__TASK TO CARRY OUT__
The lines to reproduce run from the one containing "Target: tall palm tree" through the end of the records below. Reproduce them exactly and add nothing.

Stored items from a collection:

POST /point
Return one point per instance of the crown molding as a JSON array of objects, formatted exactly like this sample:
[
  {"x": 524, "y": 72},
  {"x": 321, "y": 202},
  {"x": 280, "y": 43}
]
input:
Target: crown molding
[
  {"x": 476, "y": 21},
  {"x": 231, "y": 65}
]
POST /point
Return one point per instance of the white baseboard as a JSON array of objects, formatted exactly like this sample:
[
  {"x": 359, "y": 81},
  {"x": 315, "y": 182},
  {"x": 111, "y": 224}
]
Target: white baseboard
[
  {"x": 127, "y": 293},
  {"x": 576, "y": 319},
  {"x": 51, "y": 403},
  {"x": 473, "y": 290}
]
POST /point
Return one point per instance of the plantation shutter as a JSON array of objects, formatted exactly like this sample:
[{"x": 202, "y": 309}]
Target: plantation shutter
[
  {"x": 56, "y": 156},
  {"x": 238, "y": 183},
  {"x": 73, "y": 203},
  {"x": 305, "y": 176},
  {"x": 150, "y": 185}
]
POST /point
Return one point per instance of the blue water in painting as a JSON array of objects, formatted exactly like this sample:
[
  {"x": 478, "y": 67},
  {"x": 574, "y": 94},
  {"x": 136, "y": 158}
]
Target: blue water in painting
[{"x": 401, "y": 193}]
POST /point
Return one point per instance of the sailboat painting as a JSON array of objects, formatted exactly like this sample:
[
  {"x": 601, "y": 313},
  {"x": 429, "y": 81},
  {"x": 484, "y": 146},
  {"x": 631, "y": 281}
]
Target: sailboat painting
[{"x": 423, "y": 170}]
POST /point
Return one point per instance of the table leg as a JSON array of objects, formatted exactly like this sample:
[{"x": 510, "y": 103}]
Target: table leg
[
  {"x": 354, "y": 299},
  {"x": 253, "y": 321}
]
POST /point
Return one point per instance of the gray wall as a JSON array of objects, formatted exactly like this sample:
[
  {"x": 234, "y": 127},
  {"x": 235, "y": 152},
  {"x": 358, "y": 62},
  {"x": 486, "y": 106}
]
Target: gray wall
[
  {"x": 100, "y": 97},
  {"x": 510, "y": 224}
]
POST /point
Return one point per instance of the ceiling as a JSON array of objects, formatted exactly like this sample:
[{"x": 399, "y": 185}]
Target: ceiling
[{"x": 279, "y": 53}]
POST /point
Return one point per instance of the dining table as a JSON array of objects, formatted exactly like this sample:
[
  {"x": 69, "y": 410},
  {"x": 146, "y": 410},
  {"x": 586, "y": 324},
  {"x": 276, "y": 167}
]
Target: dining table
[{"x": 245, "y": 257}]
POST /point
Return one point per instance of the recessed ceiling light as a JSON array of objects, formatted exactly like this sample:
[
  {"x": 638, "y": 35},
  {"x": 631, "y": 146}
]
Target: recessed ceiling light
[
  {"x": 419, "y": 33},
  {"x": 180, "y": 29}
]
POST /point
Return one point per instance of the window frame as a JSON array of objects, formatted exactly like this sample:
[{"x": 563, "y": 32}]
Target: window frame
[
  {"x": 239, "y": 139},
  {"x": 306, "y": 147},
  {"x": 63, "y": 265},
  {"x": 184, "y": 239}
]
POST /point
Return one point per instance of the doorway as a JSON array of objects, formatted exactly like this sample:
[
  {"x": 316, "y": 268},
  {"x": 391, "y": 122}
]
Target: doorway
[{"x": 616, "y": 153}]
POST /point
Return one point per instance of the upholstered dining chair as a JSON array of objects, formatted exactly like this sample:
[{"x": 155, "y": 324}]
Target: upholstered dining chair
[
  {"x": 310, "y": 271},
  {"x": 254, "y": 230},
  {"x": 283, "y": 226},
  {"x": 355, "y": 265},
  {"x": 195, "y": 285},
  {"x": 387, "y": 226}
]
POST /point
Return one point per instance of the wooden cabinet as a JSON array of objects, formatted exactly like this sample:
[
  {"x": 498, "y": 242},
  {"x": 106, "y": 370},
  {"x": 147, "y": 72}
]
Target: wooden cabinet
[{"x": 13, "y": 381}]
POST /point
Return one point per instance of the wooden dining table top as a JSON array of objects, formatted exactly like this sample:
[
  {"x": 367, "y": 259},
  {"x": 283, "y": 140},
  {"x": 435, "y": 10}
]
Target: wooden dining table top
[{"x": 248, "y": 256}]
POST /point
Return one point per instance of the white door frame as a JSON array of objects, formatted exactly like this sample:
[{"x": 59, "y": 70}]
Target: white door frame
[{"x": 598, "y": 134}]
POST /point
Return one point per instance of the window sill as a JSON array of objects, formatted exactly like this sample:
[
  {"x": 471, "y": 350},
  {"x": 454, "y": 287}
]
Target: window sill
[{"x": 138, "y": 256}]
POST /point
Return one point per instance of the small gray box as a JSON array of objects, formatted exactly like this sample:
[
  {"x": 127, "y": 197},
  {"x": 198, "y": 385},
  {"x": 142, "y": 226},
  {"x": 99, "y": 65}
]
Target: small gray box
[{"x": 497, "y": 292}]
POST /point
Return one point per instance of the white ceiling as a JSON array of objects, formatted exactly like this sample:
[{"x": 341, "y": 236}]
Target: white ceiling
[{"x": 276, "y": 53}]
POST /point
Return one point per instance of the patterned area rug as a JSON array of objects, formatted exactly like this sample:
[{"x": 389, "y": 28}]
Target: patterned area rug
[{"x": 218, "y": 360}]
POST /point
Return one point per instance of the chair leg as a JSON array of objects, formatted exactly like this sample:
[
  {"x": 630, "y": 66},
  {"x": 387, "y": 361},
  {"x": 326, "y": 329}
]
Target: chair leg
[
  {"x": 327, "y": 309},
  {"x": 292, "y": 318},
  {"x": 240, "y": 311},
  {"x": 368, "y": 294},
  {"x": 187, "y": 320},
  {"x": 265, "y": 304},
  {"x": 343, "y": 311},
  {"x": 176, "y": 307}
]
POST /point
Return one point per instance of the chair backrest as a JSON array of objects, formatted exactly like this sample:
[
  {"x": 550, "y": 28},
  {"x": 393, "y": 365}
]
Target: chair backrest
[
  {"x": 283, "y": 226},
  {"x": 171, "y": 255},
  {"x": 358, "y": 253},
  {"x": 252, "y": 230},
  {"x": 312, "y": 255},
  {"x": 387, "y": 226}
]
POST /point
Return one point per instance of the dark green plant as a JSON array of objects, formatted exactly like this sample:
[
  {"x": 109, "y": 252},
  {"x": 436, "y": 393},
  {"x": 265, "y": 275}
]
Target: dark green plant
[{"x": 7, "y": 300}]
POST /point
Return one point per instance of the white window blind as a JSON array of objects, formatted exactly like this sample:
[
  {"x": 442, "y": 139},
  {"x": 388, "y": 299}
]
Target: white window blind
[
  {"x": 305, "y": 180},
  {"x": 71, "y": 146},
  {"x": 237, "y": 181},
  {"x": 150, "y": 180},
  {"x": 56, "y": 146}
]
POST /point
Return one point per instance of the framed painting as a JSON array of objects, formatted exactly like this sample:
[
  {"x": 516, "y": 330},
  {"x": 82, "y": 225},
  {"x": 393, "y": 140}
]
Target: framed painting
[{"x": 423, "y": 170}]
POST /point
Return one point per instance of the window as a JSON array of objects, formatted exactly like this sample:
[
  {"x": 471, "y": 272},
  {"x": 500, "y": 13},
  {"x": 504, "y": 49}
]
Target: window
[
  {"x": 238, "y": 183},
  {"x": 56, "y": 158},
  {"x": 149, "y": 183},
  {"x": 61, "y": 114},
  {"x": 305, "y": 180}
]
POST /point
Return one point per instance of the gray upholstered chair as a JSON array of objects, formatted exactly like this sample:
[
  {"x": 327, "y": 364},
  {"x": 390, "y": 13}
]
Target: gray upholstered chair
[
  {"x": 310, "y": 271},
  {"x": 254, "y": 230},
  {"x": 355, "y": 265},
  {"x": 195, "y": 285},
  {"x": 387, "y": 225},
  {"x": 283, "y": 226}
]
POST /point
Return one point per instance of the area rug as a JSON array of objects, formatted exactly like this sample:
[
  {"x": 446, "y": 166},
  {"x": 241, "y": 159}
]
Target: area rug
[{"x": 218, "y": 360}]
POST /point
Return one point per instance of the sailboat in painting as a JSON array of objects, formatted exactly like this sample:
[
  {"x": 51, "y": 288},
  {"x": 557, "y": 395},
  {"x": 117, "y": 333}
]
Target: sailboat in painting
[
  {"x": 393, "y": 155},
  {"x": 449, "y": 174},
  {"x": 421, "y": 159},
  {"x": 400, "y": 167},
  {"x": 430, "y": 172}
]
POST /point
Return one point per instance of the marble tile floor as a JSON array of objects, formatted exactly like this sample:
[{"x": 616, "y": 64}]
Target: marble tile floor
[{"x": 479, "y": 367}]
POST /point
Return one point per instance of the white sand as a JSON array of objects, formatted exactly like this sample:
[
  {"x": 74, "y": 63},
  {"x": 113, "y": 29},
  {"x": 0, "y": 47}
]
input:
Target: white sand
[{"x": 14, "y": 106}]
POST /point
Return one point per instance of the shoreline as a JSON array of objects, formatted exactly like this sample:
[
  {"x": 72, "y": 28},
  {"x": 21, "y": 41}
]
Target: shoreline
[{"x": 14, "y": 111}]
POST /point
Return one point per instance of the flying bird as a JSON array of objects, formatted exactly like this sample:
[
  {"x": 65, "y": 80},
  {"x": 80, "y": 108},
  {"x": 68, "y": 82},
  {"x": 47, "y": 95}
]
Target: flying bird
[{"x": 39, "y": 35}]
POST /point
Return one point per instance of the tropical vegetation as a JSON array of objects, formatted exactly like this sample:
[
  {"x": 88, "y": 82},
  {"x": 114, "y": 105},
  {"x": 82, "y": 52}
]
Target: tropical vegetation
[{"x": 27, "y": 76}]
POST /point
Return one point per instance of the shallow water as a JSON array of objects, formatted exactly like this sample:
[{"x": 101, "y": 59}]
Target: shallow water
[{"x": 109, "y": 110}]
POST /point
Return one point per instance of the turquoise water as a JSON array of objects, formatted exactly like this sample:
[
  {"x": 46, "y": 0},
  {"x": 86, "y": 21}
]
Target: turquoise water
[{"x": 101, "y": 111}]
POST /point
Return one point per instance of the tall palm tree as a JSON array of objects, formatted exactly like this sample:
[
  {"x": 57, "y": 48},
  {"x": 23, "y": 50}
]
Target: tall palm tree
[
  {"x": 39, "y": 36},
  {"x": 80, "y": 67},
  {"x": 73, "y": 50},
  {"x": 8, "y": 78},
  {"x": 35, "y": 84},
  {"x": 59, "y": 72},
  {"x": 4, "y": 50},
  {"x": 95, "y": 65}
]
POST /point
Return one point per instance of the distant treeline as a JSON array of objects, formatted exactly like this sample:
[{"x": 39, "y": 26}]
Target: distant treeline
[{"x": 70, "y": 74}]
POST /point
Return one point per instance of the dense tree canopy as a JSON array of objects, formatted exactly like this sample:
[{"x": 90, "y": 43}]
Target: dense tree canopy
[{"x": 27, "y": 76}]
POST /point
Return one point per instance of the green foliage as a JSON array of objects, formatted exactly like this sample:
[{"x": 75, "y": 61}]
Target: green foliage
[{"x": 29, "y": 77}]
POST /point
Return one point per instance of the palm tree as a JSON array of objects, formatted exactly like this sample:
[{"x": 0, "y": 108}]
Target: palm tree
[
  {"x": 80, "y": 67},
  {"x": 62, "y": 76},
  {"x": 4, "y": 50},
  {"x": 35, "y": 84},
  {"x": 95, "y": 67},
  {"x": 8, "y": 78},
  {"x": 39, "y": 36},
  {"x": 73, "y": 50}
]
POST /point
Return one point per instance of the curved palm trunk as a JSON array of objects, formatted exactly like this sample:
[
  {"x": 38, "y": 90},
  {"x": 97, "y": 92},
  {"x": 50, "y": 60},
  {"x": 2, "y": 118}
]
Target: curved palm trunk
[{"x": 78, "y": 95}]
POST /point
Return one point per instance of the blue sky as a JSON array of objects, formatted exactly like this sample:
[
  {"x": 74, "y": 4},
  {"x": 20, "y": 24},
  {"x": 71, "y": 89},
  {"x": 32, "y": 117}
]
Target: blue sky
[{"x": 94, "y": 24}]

__SOLUTION TO THIS EXERCISE__
Target: tall palm tree
[
  {"x": 39, "y": 36},
  {"x": 80, "y": 67},
  {"x": 73, "y": 50},
  {"x": 8, "y": 78},
  {"x": 35, "y": 84},
  {"x": 59, "y": 72},
  {"x": 4, "y": 50},
  {"x": 95, "y": 65}
]
POST /point
Return one point per instance of the distant treeline as a JSON array of objects, formatted exactly like this sample:
[{"x": 39, "y": 26}]
Target: distant treeline
[{"x": 70, "y": 74}]
POST /point
Return one point per instance of the dense tree canopy as a JSON array of objects, formatted exactly like this sample:
[{"x": 90, "y": 43}]
Target: dense tree canopy
[{"x": 27, "y": 76}]
POST /point
Return one point per instance of the green foliage as a JSON array of objects, formatted exactly like this sample:
[{"x": 75, "y": 61}]
Target: green foliage
[{"x": 29, "y": 77}]
POST /point
Return one point per instance of the palm tree as a JSON array of objects, formatted exactly like this sample:
[{"x": 0, "y": 108}]
Target: palm tree
[
  {"x": 80, "y": 67},
  {"x": 62, "y": 76},
  {"x": 4, "y": 50},
  {"x": 35, "y": 84},
  {"x": 95, "y": 67},
  {"x": 8, "y": 78},
  {"x": 39, "y": 36},
  {"x": 73, "y": 50}
]
POST /point
Return one point per instance of the curved palm trunk as a JSON array of objects, formatted exactly like this sample:
[
  {"x": 38, "y": 90},
  {"x": 97, "y": 92},
  {"x": 50, "y": 60},
  {"x": 2, "y": 118}
]
Target: curved palm trunk
[{"x": 78, "y": 95}]
POST /point
Return one point per instance of the blue sky as a JSON array of objects, formatted exactly like this sample:
[
  {"x": 74, "y": 4},
  {"x": 20, "y": 24},
  {"x": 71, "y": 89},
  {"x": 32, "y": 117}
]
Target: blue sky
[{"x": 94, "y": 24}]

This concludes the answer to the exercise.